━━━━━ STUDY MATERIAL ━━━━━

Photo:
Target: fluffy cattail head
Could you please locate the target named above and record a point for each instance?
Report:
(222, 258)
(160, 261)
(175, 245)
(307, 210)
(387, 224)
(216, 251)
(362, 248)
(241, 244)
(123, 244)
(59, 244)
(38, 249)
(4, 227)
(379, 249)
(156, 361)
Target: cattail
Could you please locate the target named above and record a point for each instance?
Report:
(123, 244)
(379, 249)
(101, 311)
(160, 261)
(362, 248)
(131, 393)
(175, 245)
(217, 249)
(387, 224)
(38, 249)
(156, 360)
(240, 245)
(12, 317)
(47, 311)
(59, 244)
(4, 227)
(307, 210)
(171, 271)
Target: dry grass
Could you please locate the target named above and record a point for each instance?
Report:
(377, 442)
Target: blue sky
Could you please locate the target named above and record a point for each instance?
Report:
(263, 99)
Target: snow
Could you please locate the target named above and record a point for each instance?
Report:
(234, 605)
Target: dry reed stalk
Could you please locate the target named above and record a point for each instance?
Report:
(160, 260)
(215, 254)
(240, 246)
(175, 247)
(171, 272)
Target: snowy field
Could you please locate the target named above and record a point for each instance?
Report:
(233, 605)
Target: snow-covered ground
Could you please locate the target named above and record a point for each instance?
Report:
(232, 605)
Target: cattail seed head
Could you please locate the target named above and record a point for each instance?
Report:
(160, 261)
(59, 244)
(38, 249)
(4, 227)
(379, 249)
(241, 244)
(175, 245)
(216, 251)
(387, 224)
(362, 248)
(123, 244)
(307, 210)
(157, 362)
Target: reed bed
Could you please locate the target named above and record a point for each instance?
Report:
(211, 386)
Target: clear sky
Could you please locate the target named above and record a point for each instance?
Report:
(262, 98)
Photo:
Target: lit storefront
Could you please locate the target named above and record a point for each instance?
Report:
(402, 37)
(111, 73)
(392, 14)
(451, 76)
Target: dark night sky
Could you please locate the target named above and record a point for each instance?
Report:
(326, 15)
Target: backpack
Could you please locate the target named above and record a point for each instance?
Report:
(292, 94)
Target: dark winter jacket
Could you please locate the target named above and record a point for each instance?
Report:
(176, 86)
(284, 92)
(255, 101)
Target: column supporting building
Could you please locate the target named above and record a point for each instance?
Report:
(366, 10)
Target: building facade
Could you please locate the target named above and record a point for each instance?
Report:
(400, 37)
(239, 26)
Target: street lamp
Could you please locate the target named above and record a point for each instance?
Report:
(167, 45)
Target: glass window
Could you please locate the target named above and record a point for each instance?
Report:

━━━━━

What is needed here is an exact copy of all the records above.

WRITTEN ANSWER:
Photo:
Target: fluffy cattail head
Could you please locate the target named above and record a point for each instance?
Report:
(222, 258)
(160, 261)
(175, 245)
(307, 210)
(387, 224)
(216, 251)
(362, 248)
(241, 244)
(123, 244)
(59, 244)
(38, 249)
(4, 227)
(379, 249)
(156, 361)
Target: cattail
Could you please locate the target named above and record a point for each instance?
Report:
(123, 244)
(379, 249)
(101, 311)
(160, 261)
(362, 248)
(131, 393)
(175, 245)
(217, 249)
(387, 224)
(38, 249)
(156, 360)
(240, 245)
(12, 317)
(47, 311)
(59, 244)
(4, 227)
(307, 210)
(171, 271)
Target: dry grass
Could you please locate the target named above and record a point for each instance?
Report:
(377, 442)
Target: blue sky
Could you please locate the target named above and record a point for each instance?
Report:
(263, 99)
Target: snow
Could you please locate the target named above and record a point for each instance?
Report:
(234, 605)
Target: dry reed stalk
Could you please locate the target named above and record a point for each instance?
Report:
(160, 260)
(215, 254)
(240, 246)
(175, 247)
(171, 272)
Target: snowy field
Could you please locate the target named above and record a point for each instance?
Report:
(233, 605)
Target: snow-covered ground
Could you please locate the target named above and record a point for each instance?
Report:
(232, 605)
Target: cattail seed head
Could you please locate the target named above and record a point for each instance?
Report:
(160, 261)
(59, 244)
(38, 249)
(4, 227)
(379, 249)
(241, 244)
(175, 245)
(216, 251)
(387, 224)
(362, 248)
(123, 244)
(307, 210)
(157, 362)
Target: reed bed
Could you please locate the target named above and record a point for each instance?
Report:
(211, 386)
Target: clear sky
Could you please locate the target named above and record a point for each instance?
Report:
(262, 98)
Photo:
Target: lit storefront
Could you please locate the target named above and record a point for each instance?
Report:
(402, 37)
(111, 73)
(392, 14)
(451, 76)
Target: dark night sky
Could you please locate the target named above and record a point for each instance?
Report:
(326, 15)
Target: backpack
Could you please locate the target named above and record a point for each instance?
Report:
(292, 94)
Target: dark winter jacket
Could you please locate the target named above and record a point for each instance?
Report:
(176, 86)
(284, 92)
(255, 101)
Target: column supporting building
Could you please locate the target named above and record a point for each instance?
Report:
(366, 10)
Target: building facade
Could you please locate the target named above and record a point for each instance?
Report:
(400, 37)
(239, 26)
Target: street lamp
Could you please locate the target named above and record a point for each instance?
Report:
(167, 45)
Target: glass window
Could you please locate the target named above and record a point for each instance?
Report:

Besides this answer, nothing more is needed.